With the first chapter of Simone Biles’ comeback at the Olympics already complete, the next is ready to be written.
After USA took team gold earlier this week, making Biles the most decorated American gymnast ever at the Games, the 27-year-old will compete again in the all-around final for a chance to win her ninth Olympic medal – and sixth gold.
All this comes not long since Biles said she had considered walking away from gymnastics having experienced a mental block called “the twisties” at the Tokyo Olympics. There are no signs that she is hampered by the same issues this time, and on Tuesday, she led the US team to an emphatic gold-medal-winning score of 171.296.
“I started off with therapy this morning,” Biles said on Tuesday after the team event. “That was super exciting. I told my therapist I was feeling calm and ready.”
She ended the day alone in the center of Paris’ Bercy Arena, completing her floor routine to rapturous applause.
At 12:15 p.m. ET on Friday, Biles will return to the same venue hoping to take her second all-around victory alongside teammate and friend Suni Lee, the defending champion who is on a comeback path of her own having been sidelined with kidney disease last year.

== DATASET EXTRACT ==
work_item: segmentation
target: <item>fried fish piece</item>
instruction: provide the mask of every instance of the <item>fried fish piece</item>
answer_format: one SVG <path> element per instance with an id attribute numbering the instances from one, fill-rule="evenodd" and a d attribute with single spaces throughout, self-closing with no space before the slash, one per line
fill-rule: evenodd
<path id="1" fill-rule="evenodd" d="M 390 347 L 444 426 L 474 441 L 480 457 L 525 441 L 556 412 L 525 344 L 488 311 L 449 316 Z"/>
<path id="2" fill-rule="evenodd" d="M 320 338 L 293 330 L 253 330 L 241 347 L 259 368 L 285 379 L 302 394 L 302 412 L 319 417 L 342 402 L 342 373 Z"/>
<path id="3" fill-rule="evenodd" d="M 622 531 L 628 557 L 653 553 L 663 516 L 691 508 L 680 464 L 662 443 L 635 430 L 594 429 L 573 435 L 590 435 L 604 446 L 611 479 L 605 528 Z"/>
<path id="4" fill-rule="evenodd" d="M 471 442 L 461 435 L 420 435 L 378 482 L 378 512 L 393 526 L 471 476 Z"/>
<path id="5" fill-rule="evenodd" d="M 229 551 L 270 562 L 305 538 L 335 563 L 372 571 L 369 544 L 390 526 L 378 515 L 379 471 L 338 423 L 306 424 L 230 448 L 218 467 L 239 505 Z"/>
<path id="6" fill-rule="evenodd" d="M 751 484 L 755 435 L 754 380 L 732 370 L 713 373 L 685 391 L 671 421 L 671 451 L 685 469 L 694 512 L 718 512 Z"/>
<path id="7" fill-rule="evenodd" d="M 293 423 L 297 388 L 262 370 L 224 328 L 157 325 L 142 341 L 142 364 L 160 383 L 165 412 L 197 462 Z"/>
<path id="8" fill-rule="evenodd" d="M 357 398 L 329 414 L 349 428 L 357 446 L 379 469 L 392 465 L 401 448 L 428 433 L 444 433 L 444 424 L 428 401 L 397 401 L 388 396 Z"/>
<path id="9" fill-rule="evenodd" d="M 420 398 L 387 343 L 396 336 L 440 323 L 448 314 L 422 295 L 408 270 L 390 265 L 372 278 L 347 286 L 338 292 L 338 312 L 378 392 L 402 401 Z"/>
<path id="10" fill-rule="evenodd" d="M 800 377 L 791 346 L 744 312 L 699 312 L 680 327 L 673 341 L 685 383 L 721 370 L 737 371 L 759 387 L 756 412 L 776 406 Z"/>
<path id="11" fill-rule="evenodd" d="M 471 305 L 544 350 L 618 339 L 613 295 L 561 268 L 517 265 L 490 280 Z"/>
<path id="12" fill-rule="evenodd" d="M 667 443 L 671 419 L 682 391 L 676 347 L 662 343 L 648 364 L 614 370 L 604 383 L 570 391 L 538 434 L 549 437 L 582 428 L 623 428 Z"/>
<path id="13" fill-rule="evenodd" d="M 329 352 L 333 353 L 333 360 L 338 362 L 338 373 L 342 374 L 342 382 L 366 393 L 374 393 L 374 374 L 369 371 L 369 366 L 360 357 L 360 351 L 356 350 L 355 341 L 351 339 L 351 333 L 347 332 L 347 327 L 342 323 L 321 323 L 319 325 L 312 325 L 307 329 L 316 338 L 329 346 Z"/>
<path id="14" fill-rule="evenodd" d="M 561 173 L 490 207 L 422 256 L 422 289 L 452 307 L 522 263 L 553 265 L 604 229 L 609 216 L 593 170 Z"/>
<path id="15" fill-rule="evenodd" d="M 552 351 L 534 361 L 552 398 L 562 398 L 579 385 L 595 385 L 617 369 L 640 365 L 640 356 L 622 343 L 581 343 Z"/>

--

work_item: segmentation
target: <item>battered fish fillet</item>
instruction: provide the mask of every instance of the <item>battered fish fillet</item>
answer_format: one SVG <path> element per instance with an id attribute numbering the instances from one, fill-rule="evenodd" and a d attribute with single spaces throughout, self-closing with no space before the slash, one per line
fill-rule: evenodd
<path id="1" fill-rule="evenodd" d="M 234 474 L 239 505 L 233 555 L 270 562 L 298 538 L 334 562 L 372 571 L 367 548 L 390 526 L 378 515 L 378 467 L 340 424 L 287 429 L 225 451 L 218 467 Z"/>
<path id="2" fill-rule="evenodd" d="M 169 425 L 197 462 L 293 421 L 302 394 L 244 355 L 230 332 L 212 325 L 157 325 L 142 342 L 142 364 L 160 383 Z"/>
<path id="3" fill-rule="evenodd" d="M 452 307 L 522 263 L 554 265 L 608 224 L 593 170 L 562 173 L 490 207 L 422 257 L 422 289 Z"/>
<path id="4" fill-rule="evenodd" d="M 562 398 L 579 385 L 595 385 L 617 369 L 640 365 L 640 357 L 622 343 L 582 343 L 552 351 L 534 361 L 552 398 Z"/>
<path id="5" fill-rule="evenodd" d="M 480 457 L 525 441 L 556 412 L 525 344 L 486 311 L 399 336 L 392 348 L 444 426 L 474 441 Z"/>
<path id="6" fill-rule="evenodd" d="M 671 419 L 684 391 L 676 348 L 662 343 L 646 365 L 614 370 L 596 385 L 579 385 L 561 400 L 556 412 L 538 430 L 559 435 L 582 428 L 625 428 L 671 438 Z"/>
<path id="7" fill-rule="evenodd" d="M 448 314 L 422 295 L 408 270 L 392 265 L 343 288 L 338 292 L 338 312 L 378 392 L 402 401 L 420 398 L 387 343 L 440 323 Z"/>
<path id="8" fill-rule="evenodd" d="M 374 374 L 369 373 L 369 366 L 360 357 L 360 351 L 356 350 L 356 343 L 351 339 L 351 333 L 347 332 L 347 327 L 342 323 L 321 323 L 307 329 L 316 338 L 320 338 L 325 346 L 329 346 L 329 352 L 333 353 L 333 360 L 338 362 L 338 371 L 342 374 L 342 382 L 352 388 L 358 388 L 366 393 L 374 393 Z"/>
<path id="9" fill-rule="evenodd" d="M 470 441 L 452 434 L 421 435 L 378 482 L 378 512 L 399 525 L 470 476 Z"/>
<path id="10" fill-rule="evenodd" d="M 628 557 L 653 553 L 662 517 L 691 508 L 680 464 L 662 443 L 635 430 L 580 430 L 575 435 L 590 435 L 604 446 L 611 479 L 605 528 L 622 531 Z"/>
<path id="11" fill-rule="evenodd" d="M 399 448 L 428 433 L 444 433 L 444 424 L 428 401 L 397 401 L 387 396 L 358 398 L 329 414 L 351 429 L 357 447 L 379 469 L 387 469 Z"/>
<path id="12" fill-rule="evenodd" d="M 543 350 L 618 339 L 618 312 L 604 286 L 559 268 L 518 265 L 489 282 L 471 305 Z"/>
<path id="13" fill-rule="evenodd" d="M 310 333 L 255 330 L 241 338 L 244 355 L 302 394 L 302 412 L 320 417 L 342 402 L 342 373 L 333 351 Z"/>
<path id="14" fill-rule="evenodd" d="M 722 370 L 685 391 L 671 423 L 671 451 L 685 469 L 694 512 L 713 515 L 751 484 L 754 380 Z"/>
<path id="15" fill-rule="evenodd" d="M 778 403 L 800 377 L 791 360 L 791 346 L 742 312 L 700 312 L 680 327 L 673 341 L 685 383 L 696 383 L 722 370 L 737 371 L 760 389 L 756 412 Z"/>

== WORK TO BE COMPLETED ==
Repeat word for word the part of the article on Simone Biles that starts at "After USA took" and ends after "and sixth gold.". The listing has no connection to the article on Simone Biles.

== RESPONSE ==
After USA took team gold earlier this week, making Biles the most decorated American gymnast ever at the Games, the 27-year-old will compete again in the all-around final for a chance to win her ninth Olympic medal – and sixth gold.